■ **Your task**:
Please pull out every line of the records below that contains the word "agave" and copy each one.
══════
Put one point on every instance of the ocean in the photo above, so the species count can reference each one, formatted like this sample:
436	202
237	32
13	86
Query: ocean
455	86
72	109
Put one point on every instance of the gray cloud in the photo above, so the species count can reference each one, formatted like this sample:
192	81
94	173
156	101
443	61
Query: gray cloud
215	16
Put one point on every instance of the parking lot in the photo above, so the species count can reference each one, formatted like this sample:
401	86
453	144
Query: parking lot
══════
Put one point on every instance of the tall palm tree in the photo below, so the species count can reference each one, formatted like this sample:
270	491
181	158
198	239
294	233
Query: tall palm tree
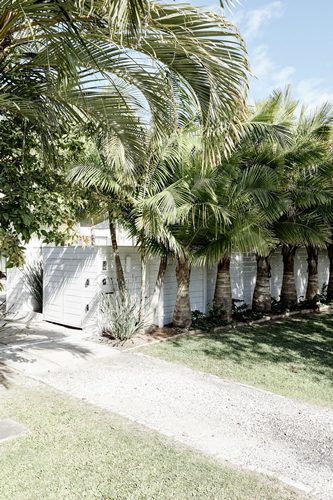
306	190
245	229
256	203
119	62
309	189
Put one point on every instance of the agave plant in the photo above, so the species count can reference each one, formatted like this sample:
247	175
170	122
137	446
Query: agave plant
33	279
══════
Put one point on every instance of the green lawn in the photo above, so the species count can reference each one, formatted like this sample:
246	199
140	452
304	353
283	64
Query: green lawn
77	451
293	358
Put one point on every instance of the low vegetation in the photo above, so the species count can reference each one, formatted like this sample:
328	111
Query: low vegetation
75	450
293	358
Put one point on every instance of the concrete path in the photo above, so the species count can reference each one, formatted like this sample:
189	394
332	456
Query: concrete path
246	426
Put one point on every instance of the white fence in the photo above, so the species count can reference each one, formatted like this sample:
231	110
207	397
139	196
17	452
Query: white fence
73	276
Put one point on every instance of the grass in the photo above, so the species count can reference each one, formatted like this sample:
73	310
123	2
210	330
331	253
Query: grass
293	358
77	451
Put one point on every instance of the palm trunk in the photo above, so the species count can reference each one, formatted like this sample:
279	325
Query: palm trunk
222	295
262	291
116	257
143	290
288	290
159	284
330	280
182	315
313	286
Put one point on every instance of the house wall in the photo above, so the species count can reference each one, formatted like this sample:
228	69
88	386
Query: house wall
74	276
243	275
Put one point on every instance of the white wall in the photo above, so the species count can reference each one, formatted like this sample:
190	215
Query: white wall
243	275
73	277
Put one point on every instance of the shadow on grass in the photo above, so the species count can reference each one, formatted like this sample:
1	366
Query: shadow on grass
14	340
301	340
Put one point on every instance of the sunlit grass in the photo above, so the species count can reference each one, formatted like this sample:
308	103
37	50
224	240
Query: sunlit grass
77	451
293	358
══════
■ **Response**:
Put one point on every instance of the agave plant in the photo above, so the species count can reference each one, formatted like this sample:
Query: agave plant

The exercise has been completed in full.